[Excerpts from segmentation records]
########
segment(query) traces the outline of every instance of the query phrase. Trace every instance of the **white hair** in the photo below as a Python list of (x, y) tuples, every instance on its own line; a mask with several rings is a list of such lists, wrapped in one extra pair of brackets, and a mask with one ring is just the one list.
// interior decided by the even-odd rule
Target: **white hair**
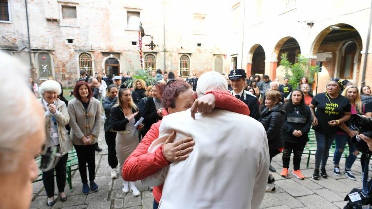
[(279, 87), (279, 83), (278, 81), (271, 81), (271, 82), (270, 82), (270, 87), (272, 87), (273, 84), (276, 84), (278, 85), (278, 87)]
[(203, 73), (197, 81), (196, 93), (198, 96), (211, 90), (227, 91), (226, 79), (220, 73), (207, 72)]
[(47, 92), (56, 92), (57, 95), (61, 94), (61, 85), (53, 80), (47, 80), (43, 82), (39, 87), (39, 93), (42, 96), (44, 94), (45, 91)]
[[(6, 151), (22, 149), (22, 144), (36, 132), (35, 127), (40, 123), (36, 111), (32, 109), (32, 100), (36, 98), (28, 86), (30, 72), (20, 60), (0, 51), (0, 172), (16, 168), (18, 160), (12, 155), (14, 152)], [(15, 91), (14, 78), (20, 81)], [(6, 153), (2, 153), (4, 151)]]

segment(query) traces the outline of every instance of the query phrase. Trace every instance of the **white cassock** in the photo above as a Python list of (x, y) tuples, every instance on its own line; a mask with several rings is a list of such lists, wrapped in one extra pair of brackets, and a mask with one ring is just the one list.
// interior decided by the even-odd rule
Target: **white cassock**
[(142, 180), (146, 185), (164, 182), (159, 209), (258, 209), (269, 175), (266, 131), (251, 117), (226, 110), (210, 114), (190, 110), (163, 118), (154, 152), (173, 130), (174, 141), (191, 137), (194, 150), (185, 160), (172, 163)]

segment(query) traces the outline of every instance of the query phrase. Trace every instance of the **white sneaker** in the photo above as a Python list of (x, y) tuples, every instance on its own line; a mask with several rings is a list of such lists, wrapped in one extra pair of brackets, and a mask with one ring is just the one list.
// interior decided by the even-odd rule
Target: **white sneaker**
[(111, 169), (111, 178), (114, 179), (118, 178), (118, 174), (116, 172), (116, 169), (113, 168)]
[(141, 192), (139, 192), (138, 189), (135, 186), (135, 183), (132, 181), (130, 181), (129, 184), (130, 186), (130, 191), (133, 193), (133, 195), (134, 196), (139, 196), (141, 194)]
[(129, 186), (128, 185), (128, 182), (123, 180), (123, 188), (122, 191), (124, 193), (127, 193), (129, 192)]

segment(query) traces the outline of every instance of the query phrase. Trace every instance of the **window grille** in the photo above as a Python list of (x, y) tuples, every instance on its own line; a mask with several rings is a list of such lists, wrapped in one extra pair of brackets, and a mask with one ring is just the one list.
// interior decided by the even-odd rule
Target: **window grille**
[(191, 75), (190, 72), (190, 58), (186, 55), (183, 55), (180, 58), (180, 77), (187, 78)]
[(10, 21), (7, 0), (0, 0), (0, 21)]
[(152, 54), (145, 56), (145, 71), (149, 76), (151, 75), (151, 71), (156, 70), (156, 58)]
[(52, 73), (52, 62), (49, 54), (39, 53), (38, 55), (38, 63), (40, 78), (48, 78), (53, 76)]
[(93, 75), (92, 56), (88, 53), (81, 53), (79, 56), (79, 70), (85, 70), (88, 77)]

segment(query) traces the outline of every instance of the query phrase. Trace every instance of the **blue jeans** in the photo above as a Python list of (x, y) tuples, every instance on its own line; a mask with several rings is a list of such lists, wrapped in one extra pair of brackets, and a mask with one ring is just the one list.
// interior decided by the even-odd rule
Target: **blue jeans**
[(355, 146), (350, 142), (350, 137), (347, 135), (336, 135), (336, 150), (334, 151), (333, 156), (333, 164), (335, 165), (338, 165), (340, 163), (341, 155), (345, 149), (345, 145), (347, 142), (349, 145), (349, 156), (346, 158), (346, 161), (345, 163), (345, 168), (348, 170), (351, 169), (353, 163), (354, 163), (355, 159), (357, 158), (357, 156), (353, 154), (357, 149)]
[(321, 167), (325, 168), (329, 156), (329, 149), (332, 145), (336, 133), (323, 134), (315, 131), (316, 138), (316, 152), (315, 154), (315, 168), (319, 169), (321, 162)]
########
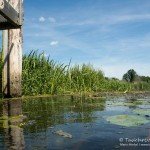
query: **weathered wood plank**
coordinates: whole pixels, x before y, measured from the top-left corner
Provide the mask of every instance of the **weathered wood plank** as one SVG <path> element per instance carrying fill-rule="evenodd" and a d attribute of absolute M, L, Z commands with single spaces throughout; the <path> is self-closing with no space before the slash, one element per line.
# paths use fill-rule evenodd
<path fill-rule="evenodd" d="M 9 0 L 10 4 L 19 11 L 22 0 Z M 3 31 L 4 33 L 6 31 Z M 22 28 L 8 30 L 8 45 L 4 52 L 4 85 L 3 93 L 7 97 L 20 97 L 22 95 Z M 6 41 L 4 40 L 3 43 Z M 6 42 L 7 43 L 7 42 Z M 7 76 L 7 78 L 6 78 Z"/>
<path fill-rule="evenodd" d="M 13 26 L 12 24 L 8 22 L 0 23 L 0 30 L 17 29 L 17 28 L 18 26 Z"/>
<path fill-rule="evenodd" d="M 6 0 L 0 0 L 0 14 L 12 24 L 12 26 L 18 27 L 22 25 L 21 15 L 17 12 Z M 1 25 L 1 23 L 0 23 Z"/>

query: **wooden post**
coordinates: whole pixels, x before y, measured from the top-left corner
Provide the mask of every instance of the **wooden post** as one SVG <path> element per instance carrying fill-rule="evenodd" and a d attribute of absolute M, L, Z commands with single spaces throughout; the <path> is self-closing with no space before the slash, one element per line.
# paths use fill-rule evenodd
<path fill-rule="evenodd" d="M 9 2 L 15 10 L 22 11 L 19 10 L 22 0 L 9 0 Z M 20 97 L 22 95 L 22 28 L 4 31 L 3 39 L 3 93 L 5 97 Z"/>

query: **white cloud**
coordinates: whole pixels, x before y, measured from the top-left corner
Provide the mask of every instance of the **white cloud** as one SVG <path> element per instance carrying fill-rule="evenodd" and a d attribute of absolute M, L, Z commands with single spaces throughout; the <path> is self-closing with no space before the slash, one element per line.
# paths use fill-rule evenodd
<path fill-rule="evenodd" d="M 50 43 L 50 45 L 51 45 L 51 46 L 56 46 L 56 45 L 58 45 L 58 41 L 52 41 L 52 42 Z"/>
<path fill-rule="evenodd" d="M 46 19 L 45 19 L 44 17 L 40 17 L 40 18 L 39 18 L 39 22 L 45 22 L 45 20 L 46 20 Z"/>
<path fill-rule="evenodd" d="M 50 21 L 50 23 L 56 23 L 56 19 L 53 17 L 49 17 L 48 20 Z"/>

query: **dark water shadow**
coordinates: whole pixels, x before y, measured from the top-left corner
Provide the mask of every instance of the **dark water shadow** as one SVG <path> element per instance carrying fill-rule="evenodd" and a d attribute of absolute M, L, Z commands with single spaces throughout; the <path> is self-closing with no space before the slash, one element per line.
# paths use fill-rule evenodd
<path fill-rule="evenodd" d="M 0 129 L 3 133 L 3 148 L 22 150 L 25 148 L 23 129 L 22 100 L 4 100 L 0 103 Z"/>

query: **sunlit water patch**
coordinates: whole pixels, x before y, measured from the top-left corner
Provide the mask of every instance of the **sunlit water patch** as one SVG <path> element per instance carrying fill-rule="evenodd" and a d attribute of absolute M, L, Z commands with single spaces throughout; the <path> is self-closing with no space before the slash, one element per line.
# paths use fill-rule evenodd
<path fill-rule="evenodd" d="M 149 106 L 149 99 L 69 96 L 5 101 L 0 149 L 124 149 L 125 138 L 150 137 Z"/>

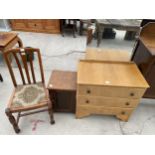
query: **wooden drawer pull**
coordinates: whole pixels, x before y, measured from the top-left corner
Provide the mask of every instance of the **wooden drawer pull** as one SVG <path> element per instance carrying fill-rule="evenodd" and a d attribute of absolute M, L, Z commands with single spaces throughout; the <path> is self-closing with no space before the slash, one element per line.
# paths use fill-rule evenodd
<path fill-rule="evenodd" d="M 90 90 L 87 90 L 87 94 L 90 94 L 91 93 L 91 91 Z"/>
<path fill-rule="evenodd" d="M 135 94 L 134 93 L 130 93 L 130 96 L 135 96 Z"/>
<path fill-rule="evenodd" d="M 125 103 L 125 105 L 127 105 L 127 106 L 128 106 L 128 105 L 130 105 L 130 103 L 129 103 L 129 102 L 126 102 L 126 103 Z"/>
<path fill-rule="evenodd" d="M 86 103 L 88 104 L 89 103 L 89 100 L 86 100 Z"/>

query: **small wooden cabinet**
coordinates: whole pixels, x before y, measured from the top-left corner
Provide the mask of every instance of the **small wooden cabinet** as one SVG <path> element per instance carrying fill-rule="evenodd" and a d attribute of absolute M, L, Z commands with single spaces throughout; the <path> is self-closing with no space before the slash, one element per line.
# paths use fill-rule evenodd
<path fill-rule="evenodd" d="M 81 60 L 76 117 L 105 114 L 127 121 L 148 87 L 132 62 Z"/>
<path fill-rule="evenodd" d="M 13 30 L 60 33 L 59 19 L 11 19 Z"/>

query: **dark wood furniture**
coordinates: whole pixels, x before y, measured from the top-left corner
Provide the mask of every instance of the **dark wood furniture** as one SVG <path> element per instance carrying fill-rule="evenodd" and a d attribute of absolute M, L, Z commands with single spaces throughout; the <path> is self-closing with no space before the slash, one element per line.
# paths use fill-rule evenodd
########
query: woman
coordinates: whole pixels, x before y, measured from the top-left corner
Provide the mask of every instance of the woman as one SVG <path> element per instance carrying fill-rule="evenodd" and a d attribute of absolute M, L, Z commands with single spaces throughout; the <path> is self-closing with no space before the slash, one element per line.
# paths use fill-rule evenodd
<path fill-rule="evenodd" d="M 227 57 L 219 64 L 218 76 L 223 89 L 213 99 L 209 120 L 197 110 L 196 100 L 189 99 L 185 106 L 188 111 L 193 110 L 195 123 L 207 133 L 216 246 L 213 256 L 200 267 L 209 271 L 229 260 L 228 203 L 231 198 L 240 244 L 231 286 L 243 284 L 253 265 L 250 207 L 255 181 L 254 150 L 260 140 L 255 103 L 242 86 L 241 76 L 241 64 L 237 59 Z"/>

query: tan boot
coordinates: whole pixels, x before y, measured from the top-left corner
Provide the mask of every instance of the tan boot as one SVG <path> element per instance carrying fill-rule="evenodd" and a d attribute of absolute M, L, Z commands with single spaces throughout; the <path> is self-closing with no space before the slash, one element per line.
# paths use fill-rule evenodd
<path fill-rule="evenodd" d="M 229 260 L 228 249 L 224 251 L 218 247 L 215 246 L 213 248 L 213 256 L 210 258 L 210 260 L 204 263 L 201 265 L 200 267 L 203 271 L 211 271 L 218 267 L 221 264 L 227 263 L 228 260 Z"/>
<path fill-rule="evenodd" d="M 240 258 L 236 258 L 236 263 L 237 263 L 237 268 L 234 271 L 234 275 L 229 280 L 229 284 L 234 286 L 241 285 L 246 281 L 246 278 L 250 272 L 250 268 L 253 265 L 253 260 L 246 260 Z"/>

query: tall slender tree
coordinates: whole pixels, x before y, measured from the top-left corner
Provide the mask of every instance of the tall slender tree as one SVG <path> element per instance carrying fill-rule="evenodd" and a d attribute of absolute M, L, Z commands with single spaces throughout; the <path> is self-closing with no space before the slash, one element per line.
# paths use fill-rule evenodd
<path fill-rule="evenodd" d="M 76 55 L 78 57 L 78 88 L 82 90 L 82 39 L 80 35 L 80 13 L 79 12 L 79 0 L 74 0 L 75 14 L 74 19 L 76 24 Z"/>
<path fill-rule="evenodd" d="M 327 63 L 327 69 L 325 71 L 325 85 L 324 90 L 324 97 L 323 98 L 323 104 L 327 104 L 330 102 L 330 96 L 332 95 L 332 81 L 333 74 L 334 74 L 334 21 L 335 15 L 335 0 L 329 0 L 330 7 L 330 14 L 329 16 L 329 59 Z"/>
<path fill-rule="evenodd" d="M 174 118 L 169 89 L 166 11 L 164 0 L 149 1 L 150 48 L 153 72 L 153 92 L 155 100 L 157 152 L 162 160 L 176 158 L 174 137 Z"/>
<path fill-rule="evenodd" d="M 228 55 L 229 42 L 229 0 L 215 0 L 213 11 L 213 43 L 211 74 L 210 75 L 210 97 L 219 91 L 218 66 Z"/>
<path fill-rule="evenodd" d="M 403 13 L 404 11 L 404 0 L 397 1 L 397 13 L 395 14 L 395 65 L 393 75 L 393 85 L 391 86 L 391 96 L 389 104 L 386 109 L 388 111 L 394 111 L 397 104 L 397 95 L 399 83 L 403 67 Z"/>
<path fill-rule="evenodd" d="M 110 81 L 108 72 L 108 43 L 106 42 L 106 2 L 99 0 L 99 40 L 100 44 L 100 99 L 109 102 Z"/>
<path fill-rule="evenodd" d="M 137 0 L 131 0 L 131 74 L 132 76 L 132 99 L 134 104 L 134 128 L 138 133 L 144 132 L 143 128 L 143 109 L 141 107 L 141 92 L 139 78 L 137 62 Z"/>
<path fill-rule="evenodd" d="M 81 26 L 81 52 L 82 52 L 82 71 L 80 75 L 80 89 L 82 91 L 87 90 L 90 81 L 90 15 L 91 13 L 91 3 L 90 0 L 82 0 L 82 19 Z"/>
########
> [Required work] Rewrite the listing from the line with "the **white hair**" to the line with "160), (172, 163)]", both included and with the requests kept, shifting every x and y coordinate in the answers up by 41. Leave the pictures out.

> [Full answer]
segment(query) traces the outline of every instance of the query phrase. Trace every instance of the **white hair** in the photo below as a Python list of (x, y) tuples, every instance on its own line; a mask with several rings is a list of such lists, wrapped in one extra pair of brackets, and a mask with one ring is just the one list.
// interior decided by the even-odd rule
Target: **white hair**
[(320, 128), (320, 124), (319, 122), (312, 122), (312, 123), (311, 123), (311, 128), (313, 128), (314, 125), (317, 125), (319, 126), (319, 128)]
[(244, 114), (238, 122), (237, 134), (239, 137), (252, 131), (268, 132), (267, 120), (261, 114), (248, 113)]
[(88, 133), (97, 133), (98, 136), (102, 135), (102, 126), (94, 121), (88, 121), (84, 123), (80, 128), (80, 134), (83, 137), (85, 135), (86, 132)]
[[(47, 192), (63, 190), (63, 185), (77, 173), (76, 168), (81, 164), (77, 152), (73, 150), (73, 141), (77, 139), (69, 127), (71, 113), (61, 101), (41, 92), (41, 213), (57, 209), (59, 201), (53, 196), (55, 193)], [(56, 132), (55, 119), (61, 122)], [(47, 194), (43, 194), (45, 192)]]

segment(query) traces the outline of every instance of the query phrase. Trace every instance of the **white cassock** in the photo above as a Python list of (x, y) tuples, every instance on its own line; a mask with several rings is a list of such lists, wrapped in one extra pair of brackets, and a mask with one ring is just the one list.
// interior decided by the even-odd rule
Target: **white cassock**
[(183, 221), (187, 226), (205, 223), (200, 250), (299, 250), (310, 216), (307, 172), (292, 158), (267, 151), (251, 155), (231, 151), (204, 159), (195, 193), (214, 171), (215, 182), (232, 178), (235, 191), (226, 201), (213, 204)]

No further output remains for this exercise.